---- MATERIAL TO PROCESS
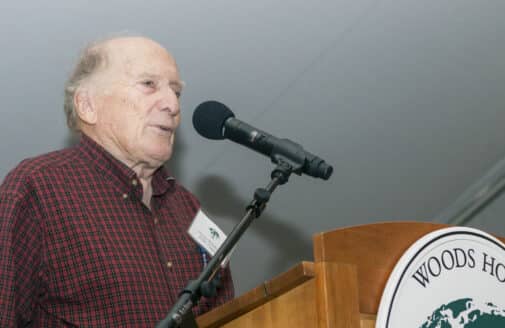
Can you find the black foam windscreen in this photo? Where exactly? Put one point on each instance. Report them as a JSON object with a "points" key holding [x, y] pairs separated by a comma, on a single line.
{"points": [[209, 118]]}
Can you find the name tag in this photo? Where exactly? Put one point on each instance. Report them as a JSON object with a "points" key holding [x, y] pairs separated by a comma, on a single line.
{"points": [[208, 235]]}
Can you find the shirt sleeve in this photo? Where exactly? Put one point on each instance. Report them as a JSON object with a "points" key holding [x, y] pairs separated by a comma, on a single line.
{"points": [[20, 247]]}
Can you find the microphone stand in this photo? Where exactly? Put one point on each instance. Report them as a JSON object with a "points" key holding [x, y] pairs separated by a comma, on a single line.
{"points": [[180, 315]]}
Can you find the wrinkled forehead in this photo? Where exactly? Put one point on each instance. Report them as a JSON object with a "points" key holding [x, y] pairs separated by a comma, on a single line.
{"points": [[137, 57]]}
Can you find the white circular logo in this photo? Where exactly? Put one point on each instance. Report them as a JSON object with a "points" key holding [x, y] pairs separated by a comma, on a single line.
{"points": [[453, 277]]}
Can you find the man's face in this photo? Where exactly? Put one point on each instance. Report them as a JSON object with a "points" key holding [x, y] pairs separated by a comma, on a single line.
{"points": [[137, 103]]}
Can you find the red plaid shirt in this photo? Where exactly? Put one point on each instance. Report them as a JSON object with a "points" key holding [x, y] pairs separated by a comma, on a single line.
{"points": [[79, 248]]}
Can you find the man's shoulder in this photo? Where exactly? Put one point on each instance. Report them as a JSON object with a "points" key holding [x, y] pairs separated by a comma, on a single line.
{"points": [[45, 165]]}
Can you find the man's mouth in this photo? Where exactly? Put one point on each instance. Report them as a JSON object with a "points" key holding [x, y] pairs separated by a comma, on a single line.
{"points": [[163, 128]]}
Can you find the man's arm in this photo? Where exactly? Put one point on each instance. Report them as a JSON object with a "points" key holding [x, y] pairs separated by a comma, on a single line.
{"points": [[20, 248]]}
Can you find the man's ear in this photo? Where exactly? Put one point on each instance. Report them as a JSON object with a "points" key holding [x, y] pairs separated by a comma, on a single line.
{"points": [[85, 107]]}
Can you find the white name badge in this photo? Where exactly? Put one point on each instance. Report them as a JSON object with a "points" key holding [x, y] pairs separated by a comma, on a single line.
{"points": [[208, 235]]}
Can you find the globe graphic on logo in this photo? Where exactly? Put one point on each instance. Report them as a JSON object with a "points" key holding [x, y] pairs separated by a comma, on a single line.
{"points": [[466, 313]]}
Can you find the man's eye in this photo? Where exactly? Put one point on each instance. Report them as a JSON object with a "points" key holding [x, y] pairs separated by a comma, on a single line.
{"points": [[149, 84]]}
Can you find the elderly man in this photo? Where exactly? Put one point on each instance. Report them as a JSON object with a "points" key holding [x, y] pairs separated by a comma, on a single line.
{"points": [[95, 235]]}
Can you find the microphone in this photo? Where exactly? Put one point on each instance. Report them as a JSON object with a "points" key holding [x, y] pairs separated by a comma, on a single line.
{"points": [[213, 120]]}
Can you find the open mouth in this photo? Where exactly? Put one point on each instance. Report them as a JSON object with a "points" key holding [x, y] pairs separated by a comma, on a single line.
{"points": [[163, 128]]}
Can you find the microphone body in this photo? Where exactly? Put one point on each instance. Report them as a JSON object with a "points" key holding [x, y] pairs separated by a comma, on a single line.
{"points": [[214, 120], [266, 144]]}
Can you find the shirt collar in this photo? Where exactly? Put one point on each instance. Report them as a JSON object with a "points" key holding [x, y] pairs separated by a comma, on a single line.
{"points": [[120, 174]]}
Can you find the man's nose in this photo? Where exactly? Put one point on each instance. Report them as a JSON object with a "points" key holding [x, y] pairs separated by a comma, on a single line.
{"points": [[170, 101]]}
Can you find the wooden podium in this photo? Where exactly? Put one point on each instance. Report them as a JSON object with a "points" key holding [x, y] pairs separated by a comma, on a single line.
{"points": [[341, 288]]}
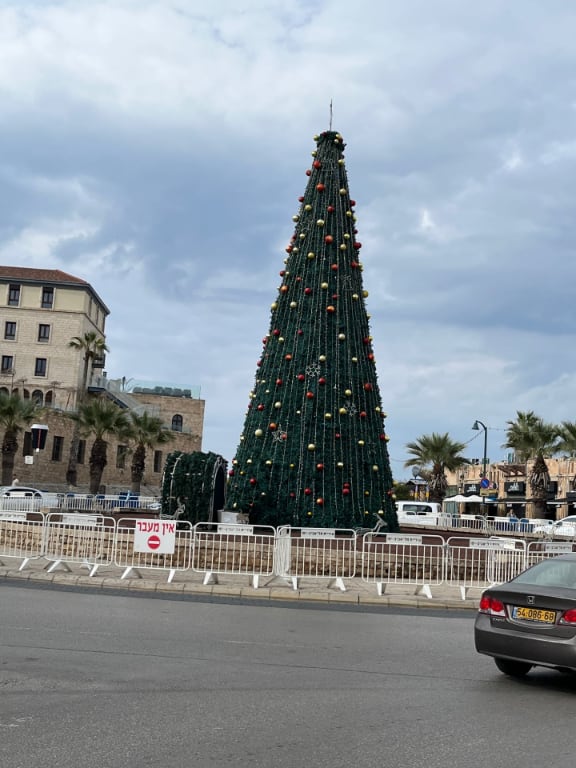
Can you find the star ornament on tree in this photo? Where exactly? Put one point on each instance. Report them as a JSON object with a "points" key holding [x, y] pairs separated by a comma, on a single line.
{"points": [[313, 370], [279, 435]]}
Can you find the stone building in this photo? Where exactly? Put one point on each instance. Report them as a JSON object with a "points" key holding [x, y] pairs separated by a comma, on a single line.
{"points": [[41, 310]]}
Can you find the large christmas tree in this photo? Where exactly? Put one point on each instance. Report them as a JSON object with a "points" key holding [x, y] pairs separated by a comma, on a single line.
{"points": [[314, 448]]}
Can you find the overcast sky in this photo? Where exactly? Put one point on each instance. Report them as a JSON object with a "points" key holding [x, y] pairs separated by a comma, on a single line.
{"points": [[157, 148]]}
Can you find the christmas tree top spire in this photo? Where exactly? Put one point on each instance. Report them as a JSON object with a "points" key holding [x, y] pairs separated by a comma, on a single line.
{"points": [[313, 451]]}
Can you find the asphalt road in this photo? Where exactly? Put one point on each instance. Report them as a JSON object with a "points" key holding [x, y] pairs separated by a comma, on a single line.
{"points": [[101, 680]]}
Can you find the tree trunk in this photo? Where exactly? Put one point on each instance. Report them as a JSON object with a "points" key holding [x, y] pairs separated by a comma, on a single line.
{"points": [[98, 461], [72, 469], [138, 467], [9, 448]]}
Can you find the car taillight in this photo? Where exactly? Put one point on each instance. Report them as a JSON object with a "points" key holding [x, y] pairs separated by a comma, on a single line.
{"points": [[491, 605]]}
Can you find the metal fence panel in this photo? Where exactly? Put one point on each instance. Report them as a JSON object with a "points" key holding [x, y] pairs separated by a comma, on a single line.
{"points": [[79, 538], [233, 548], [403, 559], [472, 562], [21, 536], [327, 553]]}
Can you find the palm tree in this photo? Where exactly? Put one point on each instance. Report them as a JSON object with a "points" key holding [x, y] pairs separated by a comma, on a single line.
{"points": [[93, 346], [15, 415], [436, 454], [101, 418], [147, 432], [530, 437]]}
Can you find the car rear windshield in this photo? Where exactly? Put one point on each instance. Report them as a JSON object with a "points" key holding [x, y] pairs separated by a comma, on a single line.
{"points": [[550, 573]]}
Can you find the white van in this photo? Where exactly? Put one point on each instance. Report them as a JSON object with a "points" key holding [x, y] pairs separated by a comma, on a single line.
{"points": [[418, 512]]}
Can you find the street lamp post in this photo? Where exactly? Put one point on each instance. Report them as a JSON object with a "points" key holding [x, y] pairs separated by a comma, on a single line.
{"points": [[480, 425]]}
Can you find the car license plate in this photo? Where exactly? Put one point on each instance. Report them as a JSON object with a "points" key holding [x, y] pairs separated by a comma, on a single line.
{"points": [[533, 614]]}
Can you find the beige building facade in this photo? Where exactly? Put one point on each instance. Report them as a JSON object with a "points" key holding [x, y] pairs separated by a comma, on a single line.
{"points": [[41, 310], [509, 490]]}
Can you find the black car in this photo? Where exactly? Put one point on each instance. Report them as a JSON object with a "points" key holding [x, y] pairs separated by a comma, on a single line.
{"points": [[531, 620]]}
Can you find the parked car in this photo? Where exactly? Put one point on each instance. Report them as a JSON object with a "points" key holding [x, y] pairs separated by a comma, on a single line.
{"points": [[418, 512], [564, 527], [531, 620]]}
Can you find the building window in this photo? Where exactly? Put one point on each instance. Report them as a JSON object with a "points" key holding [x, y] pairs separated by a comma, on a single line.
{"points": [[40, 366], [27, 444], [43, 332], [7, 365], [13, 295], [121, 453], [57, 446], [47, 298], [9, 330]]}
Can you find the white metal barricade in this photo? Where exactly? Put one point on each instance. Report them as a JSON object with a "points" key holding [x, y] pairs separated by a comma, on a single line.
{"points": [[21, 536], [316, 553], [541, 550], [79, 538], [232, 548], [159, 545], [478, 563], [403, 559]]}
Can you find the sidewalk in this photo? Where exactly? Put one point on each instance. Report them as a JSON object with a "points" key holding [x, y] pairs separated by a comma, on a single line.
{"points": [[358, 592]]}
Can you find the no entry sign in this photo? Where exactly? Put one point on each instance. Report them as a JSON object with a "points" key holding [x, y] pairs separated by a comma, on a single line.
{"points": [[155, 536]]}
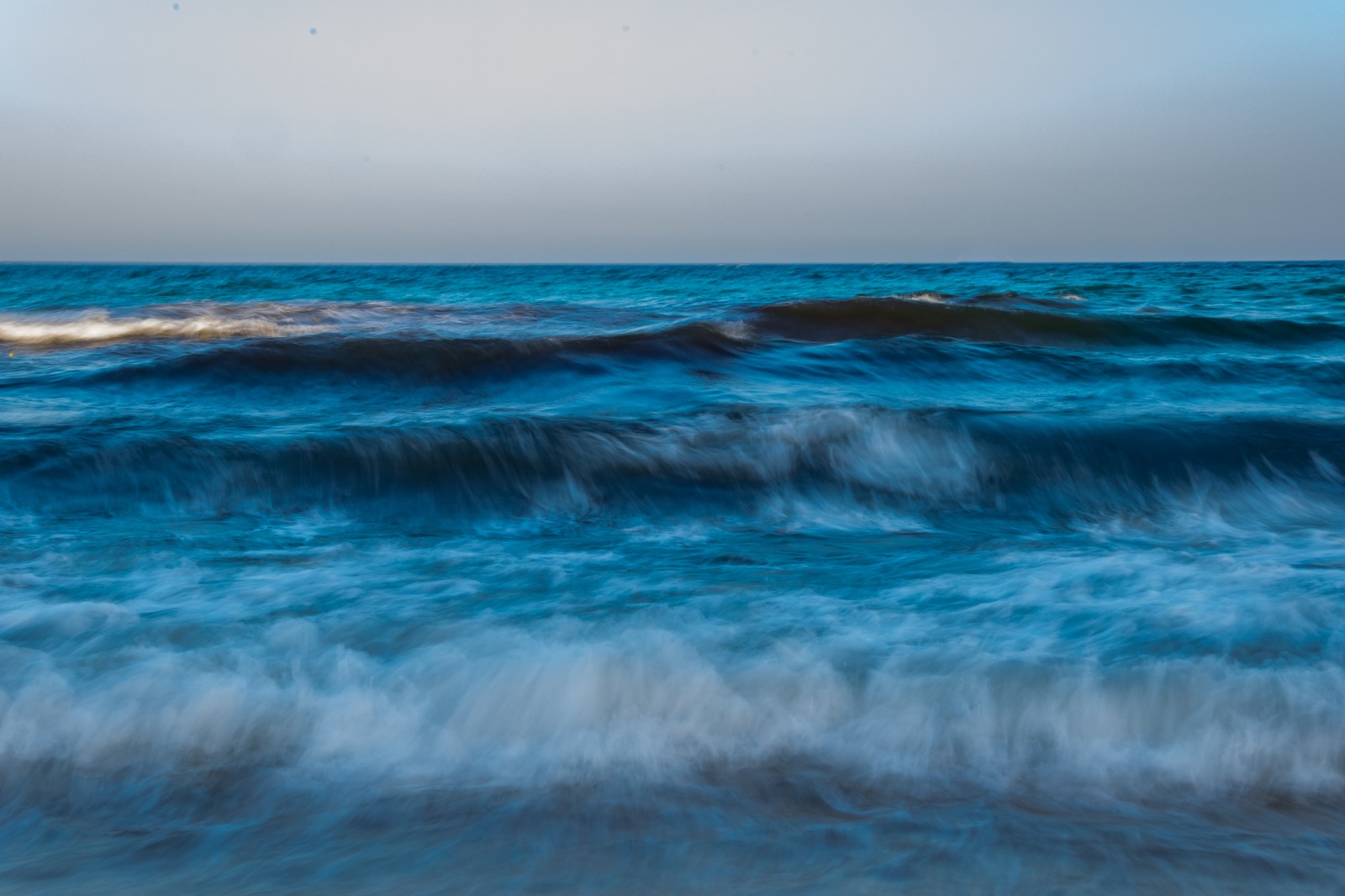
--------
GIVEN TASK:
Extract every line in the items above that contains the string "microphone", treating case as significant.

PROBLEM SOLUTION:
Can you find the microphone stand in this photo? Where exactly? Put one point on each instance. Report them as a JSON object with a "points" key holding [x, y] pairs separated by a comma, on a single line.
Can you find the microphone in this photo? Where exactly? Put one point on each instance. Report them as a JSON object with a "points" key holding [x, y] pairs separated by a comma, on a single line.
Can you find the microphone body in this photo? Where exactly? Put one point on each instance. Report them as a JSON object with a "points" key holding [x, y] pairs separated by a comma, on a single line.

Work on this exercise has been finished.